*Task description*
Report how many lines in the records below contain the string "paving", matching case exactly, and give only that number.

*Extracted records*
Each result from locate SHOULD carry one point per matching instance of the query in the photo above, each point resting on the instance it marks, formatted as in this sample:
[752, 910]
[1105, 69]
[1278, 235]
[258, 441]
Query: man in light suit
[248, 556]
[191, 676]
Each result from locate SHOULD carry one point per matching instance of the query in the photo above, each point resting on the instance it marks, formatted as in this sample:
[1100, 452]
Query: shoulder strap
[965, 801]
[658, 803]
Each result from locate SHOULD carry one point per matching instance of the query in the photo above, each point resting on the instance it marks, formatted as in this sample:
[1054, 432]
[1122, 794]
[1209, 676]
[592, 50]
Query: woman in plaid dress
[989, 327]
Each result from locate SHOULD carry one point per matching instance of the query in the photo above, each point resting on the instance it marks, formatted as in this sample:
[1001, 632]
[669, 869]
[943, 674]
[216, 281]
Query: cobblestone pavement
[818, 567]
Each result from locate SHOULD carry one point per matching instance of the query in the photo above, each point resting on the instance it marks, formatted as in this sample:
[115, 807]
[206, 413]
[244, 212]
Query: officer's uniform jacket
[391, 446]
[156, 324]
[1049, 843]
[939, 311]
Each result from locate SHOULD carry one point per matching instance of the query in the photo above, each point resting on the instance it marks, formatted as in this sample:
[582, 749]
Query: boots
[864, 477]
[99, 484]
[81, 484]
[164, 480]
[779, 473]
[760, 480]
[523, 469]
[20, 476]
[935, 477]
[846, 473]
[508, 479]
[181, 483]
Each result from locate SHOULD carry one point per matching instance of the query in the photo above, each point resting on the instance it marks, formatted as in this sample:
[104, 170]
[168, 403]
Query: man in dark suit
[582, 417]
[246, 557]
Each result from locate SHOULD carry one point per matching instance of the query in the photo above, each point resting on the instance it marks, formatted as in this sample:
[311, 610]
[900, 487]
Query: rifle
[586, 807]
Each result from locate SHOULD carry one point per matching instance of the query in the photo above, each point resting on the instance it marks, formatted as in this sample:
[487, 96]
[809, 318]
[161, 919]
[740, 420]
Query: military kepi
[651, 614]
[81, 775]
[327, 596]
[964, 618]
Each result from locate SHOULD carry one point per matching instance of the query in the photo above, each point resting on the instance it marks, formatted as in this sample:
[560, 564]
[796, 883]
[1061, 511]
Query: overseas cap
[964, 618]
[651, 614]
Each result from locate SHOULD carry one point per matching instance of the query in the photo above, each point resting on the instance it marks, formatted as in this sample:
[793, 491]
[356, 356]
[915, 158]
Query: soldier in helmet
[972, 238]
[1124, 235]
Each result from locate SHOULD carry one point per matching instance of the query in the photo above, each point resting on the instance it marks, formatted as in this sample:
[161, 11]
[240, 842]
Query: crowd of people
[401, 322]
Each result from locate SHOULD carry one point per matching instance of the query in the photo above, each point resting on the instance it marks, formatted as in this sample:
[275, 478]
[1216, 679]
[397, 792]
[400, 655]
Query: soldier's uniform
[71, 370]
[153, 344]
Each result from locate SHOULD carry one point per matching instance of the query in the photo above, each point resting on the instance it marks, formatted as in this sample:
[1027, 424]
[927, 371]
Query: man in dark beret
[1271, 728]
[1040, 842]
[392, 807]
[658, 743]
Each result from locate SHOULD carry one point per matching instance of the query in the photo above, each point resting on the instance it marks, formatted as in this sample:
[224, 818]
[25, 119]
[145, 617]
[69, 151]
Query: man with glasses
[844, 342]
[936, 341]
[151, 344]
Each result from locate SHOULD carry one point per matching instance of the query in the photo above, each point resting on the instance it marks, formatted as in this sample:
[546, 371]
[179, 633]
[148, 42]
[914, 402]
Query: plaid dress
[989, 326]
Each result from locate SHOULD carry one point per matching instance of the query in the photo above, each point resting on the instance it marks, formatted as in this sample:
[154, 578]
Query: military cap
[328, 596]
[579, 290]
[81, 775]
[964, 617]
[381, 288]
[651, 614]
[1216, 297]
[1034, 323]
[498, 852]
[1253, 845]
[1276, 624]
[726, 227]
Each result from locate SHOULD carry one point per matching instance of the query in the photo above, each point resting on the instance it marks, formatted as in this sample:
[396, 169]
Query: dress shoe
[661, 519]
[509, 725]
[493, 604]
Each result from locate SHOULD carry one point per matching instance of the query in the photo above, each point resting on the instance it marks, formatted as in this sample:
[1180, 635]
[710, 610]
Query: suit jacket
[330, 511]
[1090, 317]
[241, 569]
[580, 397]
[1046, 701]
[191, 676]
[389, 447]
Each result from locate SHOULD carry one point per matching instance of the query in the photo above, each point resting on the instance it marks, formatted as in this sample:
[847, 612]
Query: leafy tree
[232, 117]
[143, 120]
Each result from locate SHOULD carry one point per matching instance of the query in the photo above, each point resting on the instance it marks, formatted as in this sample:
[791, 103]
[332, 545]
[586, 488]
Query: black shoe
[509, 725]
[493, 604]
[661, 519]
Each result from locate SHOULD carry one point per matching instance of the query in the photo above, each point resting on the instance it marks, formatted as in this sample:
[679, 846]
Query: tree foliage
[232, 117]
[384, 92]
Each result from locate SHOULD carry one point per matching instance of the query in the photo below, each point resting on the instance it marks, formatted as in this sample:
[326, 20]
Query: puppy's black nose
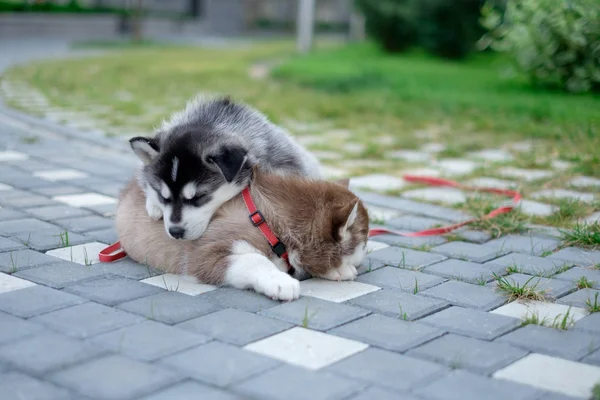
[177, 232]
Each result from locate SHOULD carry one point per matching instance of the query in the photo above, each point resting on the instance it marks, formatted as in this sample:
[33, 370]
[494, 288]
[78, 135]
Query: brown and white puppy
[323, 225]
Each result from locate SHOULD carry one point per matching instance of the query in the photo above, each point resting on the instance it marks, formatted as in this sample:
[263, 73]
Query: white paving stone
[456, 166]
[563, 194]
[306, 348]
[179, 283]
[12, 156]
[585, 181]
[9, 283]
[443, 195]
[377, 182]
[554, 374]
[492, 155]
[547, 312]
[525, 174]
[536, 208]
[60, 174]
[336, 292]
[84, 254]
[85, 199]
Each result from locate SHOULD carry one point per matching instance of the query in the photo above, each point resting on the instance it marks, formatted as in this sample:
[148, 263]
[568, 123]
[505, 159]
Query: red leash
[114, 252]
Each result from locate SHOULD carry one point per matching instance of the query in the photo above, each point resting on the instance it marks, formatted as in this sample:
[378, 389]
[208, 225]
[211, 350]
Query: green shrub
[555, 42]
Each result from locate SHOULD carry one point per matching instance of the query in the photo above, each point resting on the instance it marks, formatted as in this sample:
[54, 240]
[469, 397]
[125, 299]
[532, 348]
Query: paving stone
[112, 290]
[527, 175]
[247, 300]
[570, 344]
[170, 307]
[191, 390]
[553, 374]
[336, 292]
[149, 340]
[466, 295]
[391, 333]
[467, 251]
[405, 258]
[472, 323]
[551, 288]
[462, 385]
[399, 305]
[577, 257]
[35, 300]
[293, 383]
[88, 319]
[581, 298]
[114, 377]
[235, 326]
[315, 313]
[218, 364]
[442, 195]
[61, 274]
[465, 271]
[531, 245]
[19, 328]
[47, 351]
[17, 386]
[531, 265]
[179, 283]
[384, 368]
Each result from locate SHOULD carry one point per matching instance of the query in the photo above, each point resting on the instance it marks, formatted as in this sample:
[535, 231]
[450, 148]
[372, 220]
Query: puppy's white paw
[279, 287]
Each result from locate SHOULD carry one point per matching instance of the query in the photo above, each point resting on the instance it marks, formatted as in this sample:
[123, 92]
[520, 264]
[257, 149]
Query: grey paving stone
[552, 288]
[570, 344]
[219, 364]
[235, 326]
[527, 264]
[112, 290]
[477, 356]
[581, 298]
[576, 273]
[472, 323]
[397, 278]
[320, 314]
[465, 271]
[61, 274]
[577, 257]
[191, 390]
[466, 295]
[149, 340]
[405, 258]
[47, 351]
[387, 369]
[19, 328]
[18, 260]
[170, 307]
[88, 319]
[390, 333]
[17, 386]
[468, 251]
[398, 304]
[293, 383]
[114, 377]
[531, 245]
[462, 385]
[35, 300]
---
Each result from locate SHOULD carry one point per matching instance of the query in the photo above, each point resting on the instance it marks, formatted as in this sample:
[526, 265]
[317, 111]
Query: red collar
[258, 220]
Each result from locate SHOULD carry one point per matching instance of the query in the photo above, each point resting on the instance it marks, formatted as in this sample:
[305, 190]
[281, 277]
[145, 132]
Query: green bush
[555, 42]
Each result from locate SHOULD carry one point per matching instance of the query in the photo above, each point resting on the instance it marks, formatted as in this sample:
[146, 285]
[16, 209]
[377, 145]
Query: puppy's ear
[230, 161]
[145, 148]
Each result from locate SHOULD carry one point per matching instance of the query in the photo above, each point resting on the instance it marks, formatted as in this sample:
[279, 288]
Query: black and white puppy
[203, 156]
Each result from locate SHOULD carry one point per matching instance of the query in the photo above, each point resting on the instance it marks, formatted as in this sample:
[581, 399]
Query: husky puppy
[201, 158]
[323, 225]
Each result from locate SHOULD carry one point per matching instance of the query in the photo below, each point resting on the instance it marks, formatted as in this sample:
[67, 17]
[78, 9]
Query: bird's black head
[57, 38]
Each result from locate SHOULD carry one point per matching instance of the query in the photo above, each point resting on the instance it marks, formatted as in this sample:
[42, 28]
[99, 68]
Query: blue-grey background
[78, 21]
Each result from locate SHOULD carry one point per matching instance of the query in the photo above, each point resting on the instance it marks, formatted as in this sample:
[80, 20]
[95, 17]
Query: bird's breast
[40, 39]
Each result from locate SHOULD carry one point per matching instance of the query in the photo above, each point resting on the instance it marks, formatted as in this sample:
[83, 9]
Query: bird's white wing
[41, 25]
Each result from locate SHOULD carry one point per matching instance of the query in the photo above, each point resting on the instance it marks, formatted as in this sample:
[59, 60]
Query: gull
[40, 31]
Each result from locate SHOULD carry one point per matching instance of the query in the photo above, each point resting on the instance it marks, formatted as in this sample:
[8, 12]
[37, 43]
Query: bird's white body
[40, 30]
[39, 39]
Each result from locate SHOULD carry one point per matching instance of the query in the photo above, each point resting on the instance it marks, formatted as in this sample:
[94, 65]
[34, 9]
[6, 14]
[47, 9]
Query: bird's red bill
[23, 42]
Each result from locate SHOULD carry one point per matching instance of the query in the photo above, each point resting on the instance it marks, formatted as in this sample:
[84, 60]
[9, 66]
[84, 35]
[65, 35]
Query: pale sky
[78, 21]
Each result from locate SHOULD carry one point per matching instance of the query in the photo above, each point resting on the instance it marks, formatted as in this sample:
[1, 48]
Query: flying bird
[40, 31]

*Result of the exercise*
3